__Problem to work on__
Go through the entries below and give the number of lines that have the string "truck", and only that.
•••••
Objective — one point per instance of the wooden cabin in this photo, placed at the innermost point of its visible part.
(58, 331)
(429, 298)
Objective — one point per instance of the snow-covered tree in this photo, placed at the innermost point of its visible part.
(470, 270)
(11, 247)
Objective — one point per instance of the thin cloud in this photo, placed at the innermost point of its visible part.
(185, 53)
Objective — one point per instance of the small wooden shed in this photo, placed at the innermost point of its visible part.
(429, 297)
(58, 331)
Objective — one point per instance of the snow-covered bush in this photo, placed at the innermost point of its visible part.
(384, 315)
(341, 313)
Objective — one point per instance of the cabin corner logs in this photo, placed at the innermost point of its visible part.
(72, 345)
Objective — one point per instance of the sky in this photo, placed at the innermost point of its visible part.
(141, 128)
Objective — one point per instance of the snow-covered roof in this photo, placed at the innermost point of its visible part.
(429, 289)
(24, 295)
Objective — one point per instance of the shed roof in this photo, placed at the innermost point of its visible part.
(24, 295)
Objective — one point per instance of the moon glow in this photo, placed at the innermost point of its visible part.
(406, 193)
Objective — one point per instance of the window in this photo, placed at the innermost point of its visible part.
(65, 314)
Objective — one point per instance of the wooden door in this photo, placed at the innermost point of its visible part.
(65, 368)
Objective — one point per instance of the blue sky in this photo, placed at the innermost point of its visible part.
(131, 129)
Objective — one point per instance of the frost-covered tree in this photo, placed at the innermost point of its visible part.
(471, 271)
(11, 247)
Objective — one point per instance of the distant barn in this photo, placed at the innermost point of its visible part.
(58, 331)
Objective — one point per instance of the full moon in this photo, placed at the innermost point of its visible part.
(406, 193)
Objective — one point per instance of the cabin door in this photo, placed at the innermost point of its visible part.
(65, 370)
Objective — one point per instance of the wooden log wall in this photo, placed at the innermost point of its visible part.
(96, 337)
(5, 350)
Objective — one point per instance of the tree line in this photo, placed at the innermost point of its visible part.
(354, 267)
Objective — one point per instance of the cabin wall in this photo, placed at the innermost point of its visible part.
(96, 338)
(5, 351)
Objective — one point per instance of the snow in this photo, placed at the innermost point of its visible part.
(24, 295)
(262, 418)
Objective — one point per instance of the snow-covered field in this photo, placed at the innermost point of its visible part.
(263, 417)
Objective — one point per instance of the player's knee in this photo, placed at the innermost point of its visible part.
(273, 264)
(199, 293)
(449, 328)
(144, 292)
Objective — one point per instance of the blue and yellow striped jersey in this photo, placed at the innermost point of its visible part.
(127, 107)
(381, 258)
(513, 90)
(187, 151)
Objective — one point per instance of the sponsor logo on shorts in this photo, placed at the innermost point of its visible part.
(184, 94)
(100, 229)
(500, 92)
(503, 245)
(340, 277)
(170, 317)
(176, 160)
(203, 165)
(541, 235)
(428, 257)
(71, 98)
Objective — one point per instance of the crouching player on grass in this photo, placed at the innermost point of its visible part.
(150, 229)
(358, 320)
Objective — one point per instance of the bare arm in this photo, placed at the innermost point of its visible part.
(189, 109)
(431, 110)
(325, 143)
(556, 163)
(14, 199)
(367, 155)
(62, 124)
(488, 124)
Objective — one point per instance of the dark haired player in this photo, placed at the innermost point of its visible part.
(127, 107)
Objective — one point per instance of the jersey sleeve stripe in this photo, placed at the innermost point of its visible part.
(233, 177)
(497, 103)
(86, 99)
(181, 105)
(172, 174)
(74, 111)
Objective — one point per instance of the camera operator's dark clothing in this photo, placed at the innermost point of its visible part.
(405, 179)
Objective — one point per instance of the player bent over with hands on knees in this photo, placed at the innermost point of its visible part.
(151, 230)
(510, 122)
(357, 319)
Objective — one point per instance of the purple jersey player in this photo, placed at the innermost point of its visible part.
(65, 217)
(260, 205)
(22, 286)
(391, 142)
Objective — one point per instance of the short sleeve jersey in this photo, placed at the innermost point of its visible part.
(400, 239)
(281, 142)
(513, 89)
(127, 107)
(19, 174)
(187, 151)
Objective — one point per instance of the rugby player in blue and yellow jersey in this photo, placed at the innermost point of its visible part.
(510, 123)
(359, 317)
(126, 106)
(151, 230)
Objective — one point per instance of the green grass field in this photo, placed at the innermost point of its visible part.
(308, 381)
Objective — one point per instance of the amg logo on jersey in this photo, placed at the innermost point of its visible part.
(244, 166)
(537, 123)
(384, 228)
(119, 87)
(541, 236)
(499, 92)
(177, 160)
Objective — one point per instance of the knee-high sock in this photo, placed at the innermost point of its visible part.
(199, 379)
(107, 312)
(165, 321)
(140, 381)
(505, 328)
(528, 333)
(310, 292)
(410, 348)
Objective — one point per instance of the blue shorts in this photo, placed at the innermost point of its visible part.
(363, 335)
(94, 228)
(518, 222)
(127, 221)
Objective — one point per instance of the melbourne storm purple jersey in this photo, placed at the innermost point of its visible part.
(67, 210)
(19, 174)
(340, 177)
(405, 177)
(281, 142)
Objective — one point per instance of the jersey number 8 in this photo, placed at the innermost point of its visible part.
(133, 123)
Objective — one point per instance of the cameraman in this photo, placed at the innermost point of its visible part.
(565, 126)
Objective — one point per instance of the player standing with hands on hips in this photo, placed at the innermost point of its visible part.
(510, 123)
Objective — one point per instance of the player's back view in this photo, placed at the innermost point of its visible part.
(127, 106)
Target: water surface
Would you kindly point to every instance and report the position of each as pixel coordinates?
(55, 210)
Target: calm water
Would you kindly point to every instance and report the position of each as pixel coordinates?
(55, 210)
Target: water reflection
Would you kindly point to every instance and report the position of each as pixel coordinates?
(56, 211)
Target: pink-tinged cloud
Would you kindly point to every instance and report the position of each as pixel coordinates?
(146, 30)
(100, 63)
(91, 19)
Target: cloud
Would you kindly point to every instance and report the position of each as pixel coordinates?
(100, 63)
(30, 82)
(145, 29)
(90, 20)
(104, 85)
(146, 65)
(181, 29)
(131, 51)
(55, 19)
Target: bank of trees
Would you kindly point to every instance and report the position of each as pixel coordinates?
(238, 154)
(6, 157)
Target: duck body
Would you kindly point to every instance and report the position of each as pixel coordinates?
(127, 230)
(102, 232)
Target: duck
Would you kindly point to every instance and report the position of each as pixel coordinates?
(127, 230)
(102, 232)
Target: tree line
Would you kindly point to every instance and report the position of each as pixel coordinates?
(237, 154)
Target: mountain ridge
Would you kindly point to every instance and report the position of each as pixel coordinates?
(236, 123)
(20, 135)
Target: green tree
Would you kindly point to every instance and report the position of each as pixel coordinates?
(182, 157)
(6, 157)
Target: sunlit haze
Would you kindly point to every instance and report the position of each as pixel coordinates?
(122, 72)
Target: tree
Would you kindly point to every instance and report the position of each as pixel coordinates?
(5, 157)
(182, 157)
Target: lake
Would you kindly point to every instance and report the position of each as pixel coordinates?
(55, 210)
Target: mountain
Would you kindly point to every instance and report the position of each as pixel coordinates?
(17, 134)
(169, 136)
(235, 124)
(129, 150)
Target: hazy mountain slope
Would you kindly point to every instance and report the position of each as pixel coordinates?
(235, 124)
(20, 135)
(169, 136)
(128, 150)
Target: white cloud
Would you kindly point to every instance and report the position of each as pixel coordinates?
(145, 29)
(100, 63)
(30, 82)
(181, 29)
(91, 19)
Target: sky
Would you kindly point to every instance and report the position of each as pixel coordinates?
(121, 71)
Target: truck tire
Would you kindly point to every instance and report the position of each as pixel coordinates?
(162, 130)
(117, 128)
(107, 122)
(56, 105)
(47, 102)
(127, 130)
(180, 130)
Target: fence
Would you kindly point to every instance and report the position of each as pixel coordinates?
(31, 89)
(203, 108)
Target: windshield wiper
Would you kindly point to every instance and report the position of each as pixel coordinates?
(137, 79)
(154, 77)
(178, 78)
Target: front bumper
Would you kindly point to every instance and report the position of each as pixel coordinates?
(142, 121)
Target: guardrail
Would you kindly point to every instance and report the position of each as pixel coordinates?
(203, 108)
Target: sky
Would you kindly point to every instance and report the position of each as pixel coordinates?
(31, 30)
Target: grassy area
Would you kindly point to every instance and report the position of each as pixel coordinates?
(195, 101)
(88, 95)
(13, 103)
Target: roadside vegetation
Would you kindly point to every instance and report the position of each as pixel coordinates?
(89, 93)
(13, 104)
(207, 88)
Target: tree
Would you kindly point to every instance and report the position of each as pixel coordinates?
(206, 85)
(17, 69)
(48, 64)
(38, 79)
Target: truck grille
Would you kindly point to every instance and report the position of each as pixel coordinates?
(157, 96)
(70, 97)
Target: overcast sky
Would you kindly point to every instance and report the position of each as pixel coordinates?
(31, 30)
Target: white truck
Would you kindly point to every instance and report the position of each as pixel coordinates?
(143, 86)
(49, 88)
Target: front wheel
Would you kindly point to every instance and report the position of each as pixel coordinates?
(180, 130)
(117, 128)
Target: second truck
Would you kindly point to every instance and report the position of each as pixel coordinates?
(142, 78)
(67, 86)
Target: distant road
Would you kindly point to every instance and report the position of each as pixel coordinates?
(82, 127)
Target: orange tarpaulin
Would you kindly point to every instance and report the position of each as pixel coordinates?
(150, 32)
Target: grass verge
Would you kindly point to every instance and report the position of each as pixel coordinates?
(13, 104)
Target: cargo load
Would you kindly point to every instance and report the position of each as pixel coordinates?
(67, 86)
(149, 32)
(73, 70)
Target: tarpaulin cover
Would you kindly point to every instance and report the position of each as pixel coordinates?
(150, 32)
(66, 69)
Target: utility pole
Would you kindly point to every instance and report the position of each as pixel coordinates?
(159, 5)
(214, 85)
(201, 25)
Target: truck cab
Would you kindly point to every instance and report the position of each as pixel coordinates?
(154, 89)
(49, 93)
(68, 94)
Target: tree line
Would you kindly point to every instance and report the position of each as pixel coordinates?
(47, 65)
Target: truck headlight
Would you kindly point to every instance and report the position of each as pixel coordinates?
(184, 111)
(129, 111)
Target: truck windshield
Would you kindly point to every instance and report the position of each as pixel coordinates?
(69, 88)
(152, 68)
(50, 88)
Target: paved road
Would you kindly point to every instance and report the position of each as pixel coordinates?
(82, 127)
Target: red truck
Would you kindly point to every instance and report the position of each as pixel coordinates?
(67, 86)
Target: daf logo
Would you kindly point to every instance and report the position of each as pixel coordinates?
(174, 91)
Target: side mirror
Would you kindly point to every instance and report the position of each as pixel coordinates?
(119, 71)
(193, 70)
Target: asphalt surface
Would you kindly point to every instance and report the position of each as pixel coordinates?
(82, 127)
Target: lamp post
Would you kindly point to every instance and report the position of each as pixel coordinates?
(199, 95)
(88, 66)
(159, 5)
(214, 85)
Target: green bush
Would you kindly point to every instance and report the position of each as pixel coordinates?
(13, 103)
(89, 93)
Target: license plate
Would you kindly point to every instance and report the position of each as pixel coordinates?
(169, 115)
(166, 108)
•••••
__Response__
8